● Assigned task:
Below are the entries; count the lines in them that contain the word "bottle" and give only the number.

● Available data:
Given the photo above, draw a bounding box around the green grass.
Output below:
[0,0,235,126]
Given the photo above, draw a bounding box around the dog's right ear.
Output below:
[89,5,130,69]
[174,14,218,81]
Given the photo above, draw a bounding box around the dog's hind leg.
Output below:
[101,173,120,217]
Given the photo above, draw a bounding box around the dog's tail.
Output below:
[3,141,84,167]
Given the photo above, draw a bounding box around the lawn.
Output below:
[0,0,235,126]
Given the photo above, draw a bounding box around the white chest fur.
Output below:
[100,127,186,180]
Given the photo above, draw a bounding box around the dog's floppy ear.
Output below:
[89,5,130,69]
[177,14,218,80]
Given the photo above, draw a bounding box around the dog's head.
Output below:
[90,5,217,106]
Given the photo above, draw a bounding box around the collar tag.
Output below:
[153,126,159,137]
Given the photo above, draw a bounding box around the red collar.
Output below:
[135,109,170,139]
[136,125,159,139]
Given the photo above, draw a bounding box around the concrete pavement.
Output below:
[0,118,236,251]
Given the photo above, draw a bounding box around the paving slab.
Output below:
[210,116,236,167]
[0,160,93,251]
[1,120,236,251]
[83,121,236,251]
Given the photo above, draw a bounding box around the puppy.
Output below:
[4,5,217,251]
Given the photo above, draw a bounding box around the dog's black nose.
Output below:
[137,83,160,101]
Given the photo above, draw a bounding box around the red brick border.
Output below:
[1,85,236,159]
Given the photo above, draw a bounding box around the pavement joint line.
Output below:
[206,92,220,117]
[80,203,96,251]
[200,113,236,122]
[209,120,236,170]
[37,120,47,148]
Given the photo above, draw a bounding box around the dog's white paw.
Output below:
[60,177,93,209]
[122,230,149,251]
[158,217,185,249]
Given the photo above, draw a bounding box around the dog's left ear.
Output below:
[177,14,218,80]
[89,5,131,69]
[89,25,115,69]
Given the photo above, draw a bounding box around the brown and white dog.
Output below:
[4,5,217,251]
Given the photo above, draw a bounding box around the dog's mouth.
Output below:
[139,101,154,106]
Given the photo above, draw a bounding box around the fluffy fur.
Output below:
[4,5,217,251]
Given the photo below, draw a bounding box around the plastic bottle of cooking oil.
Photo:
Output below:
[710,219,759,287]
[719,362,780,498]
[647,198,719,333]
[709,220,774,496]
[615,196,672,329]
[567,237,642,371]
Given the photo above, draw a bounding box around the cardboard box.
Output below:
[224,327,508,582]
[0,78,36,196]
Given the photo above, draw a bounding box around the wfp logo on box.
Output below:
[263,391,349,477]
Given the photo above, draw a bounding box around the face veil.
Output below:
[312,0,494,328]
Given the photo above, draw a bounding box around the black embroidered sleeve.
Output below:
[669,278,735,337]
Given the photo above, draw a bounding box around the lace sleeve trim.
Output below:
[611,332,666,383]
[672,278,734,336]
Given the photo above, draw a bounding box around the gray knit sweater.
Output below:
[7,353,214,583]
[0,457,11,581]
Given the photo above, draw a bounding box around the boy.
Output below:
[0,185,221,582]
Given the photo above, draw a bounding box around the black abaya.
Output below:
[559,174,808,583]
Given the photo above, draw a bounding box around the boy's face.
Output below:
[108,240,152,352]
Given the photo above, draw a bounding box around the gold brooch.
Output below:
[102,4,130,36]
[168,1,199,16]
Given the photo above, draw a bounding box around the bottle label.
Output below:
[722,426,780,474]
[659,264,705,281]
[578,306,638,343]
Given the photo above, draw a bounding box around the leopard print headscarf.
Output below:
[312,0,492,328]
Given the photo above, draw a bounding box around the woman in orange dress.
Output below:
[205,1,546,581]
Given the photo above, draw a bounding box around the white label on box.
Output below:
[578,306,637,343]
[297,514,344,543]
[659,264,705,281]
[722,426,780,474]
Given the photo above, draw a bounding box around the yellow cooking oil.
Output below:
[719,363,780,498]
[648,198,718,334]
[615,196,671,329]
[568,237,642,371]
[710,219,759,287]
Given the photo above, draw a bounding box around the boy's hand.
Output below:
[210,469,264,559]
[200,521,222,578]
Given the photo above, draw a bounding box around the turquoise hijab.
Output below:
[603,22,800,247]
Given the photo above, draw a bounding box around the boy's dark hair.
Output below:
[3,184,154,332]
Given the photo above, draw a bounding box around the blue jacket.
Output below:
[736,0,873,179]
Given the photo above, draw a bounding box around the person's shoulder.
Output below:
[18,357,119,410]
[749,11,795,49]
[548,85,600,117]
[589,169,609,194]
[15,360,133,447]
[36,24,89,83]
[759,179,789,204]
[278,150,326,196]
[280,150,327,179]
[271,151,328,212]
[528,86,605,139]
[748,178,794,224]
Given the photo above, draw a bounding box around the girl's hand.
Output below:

● Solution to this problem:
2